━━━ Texte fourni
Le moins que l’on puisse dire est que cette année 2021 est partie sur les chapeaux de roue. D’ailleurs, une des blagues stupides qui circule sur les réseaux dit ceci : « J’ai terminé la période d’essai de 7 jours de l’année 2021 et je ne suis pas convaincue : je préfère ne pas acheter »

Le monde vient d’assister en direct à une attaque massive sur l’un des symboles de la démocratie, événement qui par sa gravité devrait nous horrifier au moins autant que d’autres attaques terroristes ; et pourtant deux jours plus tard, les réactions dans le monde ne sont au mieux qu’offusquées au point que l’on sent déjà les nations en pleine pandémie reprendre leur routine, pas comme si de rien n’était mais presque.

On peut s’interroger sur les raisons d’une telle insensibilité face à ce qui devrait donner lieu à un questionnement en profondeur de l’état de notre monde. L’une des réponses tient peut-être bêtement au fait que l’on vit désormais au même rythme effréné que nos réseaux sociaux qui font et défont l’actualité parfois en une seule et même journée. Elle tient aussi peut-être au fait que, face aux événements globalement traumatisants vécus depuis les attaques du 11 septembre, nous nous désinvestissons émotionnellement pour pouvoir continuer à vivre, comme le partenaire d’un conjoint abusif qui finit par se blinder pour ne pas souffrir au quotidien.
━━━━━━
* Consigne *
Pour chaque affirmation, dites s'il vous plaît si elle concorde avec le texte fourni, en répondant oui ou non et en citant mot pour mot le passage qui tranche.
1. Deux jours après l'attaque, les réactions dans le monde sont décrites comme profondément horrifiées.
2. Le texte avance que l'on vit désormais au rythme des réseaux sociaux.
3. Le texte compare notre désinvestissement émotionnel à l'attitude du partenaire d'un conjoint abusif.
Ces enregistrements proviennent d'une autre source.
━━━ Lignes de données
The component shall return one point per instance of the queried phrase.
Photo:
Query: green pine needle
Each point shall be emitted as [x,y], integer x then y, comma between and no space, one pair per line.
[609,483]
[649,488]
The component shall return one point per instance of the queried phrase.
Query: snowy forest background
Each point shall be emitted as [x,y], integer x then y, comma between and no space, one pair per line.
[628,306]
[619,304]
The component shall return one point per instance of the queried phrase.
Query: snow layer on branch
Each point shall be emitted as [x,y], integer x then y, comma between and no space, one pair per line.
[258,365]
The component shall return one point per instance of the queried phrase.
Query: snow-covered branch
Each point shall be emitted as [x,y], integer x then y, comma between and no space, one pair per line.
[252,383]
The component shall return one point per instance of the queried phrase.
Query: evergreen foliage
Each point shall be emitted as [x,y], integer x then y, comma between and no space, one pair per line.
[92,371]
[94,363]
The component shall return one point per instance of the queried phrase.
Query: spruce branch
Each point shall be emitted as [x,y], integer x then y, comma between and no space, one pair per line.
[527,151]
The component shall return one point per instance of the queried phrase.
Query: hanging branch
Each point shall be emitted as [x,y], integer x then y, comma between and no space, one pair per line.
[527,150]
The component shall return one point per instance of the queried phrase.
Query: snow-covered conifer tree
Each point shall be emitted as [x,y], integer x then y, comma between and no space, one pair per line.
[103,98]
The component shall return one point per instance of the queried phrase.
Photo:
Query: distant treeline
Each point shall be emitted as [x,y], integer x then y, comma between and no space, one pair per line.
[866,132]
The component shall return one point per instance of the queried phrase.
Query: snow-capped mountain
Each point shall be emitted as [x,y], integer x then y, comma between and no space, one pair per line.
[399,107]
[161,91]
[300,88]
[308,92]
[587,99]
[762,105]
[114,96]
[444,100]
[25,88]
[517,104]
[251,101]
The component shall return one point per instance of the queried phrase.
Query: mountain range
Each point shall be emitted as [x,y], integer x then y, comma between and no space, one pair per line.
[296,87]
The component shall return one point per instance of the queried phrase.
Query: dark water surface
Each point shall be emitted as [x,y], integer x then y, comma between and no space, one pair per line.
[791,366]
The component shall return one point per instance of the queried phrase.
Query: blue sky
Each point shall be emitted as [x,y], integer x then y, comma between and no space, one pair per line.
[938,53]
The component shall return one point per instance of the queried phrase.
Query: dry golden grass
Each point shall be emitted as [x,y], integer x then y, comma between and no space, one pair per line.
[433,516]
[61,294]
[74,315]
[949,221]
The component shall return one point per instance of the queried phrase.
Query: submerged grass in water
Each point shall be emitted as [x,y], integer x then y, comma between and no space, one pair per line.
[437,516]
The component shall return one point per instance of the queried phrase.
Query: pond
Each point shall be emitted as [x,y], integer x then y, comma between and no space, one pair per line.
━━━━━━
* Réponse attendue *
1. Non : « les réactions dans le monde ne sont au mieux qu’offusquées »
2. Oui : « l’on vit désormais au même rythme effréné que nos réseaux sociaux »
3. Oui : « comme le partenaire d’un conjoint abusif qui finit par se blinder pour ne pas souffrir au quotidien »